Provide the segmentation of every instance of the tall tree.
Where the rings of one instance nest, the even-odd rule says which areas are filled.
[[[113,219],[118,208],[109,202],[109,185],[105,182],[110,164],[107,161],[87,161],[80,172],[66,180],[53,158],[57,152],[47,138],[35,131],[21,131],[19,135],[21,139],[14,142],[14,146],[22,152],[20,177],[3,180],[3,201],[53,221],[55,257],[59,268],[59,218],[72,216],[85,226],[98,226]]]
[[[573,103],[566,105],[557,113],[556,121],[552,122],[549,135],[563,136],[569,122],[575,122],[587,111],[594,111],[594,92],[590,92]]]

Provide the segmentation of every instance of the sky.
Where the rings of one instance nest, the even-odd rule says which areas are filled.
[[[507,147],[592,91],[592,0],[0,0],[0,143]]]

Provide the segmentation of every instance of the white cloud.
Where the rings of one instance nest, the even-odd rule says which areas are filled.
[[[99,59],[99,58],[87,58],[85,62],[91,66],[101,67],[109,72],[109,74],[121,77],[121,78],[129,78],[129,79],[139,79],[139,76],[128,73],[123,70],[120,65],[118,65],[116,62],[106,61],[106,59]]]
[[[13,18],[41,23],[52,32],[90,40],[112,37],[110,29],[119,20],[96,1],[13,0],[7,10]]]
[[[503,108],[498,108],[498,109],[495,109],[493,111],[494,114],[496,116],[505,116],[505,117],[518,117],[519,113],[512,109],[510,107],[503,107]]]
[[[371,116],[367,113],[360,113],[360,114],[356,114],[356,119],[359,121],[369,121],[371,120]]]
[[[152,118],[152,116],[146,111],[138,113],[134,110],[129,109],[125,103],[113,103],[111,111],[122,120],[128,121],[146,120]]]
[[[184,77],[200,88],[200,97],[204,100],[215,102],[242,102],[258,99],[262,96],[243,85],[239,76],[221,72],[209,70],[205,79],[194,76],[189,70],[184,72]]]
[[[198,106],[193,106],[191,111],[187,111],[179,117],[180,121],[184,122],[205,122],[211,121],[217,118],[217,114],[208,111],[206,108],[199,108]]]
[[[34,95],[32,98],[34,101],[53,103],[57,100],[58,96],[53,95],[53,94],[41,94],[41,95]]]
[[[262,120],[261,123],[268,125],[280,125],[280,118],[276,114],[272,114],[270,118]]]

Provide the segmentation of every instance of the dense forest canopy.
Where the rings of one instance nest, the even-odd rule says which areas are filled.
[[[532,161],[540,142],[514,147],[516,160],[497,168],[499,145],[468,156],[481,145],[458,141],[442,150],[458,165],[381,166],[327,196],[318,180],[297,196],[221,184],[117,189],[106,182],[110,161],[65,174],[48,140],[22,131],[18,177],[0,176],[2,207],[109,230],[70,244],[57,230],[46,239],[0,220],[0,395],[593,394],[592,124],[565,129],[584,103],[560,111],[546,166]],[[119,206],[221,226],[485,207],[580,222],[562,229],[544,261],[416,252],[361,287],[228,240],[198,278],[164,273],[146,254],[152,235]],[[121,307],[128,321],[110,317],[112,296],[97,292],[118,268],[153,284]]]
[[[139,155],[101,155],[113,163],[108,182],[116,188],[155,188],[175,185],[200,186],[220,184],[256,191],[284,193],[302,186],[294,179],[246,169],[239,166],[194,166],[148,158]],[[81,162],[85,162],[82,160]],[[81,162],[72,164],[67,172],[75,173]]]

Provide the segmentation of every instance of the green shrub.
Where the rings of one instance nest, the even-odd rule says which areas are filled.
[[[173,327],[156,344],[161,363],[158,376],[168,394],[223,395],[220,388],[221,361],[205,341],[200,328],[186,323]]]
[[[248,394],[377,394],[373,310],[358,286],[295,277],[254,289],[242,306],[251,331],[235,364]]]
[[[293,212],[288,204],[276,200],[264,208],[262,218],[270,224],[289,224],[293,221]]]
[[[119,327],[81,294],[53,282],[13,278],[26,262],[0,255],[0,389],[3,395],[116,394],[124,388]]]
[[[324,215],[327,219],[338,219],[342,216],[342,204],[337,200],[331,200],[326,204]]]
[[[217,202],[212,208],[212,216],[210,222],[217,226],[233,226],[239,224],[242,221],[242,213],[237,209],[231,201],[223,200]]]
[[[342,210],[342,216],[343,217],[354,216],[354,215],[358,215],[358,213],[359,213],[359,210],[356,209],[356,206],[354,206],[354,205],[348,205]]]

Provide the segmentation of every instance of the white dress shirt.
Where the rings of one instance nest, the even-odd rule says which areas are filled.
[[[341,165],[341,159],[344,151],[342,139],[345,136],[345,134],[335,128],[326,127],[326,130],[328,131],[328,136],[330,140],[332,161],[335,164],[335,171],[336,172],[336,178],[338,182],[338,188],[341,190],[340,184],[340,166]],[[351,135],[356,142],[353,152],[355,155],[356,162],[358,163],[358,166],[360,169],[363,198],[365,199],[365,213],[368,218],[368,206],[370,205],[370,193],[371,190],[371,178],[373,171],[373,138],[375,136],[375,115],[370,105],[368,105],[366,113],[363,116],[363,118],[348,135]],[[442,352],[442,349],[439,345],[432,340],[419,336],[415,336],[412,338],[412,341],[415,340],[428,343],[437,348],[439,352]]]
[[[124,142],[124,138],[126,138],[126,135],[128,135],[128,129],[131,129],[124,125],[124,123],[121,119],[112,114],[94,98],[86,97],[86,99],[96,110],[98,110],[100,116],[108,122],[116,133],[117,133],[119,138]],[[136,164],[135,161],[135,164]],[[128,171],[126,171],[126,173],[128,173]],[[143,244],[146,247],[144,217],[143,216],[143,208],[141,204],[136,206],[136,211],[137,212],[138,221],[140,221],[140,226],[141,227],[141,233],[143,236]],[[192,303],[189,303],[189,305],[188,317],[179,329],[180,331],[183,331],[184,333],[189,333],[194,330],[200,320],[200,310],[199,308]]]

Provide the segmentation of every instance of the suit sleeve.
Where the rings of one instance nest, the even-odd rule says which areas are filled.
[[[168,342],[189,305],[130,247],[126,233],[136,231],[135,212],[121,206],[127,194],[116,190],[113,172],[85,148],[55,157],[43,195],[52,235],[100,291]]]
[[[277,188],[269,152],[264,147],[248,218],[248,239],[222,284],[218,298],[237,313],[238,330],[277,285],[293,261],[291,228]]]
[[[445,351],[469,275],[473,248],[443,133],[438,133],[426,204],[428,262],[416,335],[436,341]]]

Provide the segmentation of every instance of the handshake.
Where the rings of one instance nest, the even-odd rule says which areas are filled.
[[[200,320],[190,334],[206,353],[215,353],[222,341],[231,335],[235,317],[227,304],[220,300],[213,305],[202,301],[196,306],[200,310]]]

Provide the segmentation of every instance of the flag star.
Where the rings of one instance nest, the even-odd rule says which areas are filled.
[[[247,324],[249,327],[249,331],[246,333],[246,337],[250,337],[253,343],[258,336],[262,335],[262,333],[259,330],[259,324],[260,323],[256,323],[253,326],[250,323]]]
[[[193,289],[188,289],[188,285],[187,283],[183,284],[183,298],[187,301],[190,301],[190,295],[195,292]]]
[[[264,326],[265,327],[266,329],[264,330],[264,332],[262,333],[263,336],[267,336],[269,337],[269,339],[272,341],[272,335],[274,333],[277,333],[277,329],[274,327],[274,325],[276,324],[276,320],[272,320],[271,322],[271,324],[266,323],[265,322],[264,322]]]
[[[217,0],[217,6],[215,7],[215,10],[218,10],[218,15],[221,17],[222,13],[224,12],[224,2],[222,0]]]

GIVEN INSTRUCTION = Convert the entries from the first line through the line containing "[[[507,147],[592,91],[592,0],[0,0],[0,143]]]", inclusive, into a numbered list with blank lines omitted.

FINAL ANSWER =
1. Provide the segmentation of every instance of the tall tree.
2. Where the rings of one instance nest, the even-odd rule says which areas are filled.
3. [[[113,219],[118,208],[109,202],[109,185],[105,182],[110,164],[107,161],[87,161],[80,172],[66,180],[53,158],[57,152],[47,138],[35,131],[21,131],[19,135],[21,139],[14,142],[14,146],[22,152],[20,177],[3,180],[3,201],[53,221],[55,257],[59,268],[59,218],[72,216],[85,226],[98,226]]]
4. [[[573,103],[566,105],[557,113],[556,121],[552,122],[549,135],[563,136],[569,122],[575,122],[587,111],[594,111],[594,92],[590,92]]]
5. Provide the segmentation of every instance of the sky.
6. Where the rings of one instance nest, the even-odd rule says which areas are filled.
7. [[[507,147],[592,91],[592,0],[0,0],[0,143]]]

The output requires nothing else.